Stored records
++++++++++

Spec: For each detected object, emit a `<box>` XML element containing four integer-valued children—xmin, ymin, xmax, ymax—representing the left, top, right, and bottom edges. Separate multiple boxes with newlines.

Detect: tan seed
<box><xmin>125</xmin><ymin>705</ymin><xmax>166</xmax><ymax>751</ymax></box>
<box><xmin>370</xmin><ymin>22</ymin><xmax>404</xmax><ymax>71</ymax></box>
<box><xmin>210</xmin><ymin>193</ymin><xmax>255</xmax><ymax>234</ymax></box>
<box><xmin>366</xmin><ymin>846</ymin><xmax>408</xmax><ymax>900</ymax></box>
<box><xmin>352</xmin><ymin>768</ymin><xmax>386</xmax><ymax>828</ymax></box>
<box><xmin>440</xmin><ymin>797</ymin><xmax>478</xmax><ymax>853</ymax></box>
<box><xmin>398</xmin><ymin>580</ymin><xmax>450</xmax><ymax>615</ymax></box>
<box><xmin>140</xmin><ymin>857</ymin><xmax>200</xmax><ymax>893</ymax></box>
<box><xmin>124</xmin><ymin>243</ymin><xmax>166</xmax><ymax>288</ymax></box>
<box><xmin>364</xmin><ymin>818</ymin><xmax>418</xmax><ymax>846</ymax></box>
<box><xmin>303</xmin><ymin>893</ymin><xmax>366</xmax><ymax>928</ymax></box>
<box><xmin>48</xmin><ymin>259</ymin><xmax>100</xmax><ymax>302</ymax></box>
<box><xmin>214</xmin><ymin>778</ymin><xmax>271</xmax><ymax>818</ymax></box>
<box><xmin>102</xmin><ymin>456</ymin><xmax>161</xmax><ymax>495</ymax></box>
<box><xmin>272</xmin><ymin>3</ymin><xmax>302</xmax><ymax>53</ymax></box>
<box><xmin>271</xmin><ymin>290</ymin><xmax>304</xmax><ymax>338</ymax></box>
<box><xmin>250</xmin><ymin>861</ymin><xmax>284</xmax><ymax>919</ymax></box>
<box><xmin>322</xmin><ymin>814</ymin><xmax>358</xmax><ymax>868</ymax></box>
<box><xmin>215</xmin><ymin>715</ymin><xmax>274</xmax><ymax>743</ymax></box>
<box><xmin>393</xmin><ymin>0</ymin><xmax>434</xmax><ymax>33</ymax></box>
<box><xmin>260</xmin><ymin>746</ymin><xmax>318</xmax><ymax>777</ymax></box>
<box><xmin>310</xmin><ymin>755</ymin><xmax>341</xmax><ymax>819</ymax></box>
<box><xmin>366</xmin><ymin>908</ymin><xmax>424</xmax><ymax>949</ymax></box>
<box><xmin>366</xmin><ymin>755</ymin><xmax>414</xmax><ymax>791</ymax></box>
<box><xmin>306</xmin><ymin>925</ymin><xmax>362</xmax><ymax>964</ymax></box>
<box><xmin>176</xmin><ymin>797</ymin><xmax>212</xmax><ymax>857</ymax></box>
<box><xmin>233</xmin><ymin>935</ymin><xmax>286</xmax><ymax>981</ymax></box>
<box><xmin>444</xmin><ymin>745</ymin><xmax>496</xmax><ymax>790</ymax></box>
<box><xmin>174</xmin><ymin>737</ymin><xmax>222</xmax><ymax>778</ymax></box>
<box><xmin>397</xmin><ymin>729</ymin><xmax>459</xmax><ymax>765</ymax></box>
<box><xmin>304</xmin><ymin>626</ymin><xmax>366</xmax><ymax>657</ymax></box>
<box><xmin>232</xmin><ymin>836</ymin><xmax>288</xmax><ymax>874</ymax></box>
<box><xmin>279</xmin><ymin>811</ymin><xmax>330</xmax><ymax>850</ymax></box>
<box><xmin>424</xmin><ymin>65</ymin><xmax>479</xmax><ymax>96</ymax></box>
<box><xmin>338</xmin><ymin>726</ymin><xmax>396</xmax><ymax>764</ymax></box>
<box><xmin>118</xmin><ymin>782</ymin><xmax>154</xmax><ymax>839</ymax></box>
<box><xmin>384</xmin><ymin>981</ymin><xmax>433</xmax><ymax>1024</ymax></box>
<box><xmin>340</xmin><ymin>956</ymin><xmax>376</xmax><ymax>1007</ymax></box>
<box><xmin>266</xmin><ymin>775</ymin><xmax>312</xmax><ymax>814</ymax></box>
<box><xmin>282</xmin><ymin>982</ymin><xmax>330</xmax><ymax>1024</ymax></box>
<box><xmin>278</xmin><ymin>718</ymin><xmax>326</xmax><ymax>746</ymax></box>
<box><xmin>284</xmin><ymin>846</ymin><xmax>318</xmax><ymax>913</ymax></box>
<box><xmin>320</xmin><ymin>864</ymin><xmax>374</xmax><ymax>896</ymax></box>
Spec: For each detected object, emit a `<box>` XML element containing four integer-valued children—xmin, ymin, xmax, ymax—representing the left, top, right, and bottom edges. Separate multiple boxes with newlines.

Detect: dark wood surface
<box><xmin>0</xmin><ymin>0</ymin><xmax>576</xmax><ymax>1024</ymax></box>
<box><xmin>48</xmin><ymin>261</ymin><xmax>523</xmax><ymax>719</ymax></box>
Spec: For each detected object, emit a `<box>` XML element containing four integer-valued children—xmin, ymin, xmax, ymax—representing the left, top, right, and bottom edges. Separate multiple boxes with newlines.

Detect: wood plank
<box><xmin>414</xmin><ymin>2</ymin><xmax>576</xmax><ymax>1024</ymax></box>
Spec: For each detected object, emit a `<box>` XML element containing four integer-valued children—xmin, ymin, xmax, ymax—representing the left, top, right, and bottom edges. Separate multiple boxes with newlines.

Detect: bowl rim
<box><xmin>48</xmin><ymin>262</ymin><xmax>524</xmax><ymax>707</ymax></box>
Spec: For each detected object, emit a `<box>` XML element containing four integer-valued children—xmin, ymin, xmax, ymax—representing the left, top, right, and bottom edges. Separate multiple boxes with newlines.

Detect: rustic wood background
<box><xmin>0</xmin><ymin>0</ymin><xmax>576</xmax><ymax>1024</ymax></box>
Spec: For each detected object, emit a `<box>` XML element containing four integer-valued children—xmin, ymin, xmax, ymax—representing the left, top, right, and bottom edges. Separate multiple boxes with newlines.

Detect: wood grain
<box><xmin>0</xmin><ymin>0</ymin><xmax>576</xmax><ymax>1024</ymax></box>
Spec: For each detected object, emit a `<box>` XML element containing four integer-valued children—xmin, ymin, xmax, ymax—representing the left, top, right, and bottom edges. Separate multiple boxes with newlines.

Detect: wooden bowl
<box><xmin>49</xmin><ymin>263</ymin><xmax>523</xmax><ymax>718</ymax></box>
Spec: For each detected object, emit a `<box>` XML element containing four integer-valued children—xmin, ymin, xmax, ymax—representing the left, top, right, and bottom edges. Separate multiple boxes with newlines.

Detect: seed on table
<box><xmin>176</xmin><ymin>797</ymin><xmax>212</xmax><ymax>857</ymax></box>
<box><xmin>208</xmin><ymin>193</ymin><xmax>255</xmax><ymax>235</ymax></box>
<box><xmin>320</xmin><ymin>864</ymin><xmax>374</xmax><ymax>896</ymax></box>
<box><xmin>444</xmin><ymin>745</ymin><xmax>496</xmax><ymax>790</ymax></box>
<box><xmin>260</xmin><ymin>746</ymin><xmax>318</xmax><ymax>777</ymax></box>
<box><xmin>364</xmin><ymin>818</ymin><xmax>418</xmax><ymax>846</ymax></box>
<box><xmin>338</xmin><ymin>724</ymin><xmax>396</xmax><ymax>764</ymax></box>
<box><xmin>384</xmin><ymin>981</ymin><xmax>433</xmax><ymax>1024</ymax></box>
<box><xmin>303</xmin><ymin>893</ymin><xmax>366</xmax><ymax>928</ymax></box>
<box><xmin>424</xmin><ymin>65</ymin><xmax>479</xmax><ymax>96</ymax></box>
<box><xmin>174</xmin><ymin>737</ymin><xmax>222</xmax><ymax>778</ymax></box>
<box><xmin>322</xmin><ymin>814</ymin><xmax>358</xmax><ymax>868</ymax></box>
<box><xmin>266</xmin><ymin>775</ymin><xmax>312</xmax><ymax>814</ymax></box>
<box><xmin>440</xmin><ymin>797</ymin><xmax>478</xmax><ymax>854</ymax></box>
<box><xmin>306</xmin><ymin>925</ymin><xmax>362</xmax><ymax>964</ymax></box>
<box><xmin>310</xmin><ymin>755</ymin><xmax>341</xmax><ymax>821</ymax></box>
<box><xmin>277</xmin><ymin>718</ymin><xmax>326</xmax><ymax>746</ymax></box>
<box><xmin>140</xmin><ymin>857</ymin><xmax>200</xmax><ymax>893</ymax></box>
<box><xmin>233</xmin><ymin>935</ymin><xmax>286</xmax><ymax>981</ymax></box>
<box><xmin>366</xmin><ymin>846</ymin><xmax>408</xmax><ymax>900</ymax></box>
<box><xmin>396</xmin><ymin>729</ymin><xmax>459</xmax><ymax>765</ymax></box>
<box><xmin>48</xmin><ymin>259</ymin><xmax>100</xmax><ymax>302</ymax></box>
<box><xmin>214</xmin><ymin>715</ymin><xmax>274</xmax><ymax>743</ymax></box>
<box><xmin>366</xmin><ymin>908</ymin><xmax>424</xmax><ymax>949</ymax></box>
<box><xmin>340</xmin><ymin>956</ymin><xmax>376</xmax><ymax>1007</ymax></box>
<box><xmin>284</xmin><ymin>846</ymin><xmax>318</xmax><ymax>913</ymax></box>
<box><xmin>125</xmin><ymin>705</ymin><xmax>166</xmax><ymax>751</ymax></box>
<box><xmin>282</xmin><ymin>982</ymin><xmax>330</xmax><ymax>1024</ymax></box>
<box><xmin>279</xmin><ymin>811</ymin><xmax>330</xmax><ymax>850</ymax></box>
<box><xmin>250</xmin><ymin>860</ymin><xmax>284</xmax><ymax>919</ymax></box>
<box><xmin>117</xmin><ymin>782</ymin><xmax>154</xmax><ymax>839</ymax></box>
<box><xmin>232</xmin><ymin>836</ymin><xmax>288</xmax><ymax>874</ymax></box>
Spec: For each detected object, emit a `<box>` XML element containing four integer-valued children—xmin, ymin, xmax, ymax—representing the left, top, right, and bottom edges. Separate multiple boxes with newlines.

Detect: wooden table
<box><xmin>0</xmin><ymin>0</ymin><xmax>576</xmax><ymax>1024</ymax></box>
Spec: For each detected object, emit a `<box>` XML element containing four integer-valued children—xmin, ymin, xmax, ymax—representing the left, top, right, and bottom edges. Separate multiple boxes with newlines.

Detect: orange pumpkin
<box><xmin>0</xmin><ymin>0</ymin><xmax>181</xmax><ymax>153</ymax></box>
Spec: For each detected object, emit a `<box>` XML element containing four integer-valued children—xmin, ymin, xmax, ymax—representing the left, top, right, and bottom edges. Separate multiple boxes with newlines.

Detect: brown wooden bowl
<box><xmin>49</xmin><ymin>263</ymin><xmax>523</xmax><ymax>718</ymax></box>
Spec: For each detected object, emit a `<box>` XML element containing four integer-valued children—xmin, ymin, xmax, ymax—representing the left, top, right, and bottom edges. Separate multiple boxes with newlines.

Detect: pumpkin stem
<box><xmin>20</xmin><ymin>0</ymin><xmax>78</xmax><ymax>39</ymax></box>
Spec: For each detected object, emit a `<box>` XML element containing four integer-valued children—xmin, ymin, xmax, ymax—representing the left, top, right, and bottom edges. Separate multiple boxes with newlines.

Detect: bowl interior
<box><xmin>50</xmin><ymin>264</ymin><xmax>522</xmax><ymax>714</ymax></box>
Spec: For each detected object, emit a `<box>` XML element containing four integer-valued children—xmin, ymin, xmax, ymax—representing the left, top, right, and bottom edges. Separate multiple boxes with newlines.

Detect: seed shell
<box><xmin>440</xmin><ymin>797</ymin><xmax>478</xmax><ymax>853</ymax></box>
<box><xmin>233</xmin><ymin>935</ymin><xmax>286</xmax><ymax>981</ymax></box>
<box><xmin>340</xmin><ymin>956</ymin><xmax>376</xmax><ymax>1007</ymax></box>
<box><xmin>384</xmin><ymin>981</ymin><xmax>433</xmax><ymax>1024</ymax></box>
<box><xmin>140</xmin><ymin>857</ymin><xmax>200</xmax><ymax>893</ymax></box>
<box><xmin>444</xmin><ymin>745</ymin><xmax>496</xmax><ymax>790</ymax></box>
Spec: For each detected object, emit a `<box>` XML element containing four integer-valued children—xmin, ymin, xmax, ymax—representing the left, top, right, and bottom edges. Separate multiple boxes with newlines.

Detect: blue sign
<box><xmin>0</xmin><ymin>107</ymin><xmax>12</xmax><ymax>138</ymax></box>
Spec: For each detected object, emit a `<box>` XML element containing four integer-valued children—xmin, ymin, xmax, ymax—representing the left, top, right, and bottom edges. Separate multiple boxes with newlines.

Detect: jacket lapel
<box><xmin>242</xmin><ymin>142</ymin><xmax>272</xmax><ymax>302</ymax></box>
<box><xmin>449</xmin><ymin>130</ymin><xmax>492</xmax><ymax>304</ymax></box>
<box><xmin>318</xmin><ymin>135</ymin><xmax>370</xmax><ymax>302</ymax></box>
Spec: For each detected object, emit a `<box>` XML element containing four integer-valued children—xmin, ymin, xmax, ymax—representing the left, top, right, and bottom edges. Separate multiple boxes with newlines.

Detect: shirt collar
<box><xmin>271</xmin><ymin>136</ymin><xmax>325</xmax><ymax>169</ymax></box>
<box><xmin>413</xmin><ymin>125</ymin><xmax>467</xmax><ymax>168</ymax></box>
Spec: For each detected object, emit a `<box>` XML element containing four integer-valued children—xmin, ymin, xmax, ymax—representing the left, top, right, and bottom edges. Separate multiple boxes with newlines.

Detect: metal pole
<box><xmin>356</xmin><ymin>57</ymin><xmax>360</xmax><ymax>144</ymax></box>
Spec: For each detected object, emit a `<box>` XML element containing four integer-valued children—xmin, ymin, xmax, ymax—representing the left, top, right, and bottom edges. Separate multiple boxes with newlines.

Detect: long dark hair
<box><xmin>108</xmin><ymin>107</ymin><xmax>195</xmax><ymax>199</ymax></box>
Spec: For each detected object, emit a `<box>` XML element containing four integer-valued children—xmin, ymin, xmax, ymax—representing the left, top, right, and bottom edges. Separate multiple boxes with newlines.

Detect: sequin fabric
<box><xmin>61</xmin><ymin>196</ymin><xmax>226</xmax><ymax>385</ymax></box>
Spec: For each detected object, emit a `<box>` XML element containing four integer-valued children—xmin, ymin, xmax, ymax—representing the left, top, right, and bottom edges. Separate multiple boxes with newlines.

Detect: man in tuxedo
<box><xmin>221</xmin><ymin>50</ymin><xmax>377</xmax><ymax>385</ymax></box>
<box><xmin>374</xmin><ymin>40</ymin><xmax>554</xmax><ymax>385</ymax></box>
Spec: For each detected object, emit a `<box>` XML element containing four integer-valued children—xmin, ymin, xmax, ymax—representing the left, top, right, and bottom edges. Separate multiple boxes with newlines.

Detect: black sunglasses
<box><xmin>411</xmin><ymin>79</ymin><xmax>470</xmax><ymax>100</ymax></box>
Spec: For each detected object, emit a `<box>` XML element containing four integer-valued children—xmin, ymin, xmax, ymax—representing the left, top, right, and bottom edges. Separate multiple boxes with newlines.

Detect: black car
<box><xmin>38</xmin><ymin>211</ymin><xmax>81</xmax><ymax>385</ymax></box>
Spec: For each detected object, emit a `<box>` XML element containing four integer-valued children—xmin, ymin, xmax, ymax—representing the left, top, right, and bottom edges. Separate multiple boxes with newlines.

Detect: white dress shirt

++++++++++

**Challenge**
Show every line of the material that contains the word "dark", copying each one in full.

**Task answer**
Detect: dark wood surface
Detect: long dark hair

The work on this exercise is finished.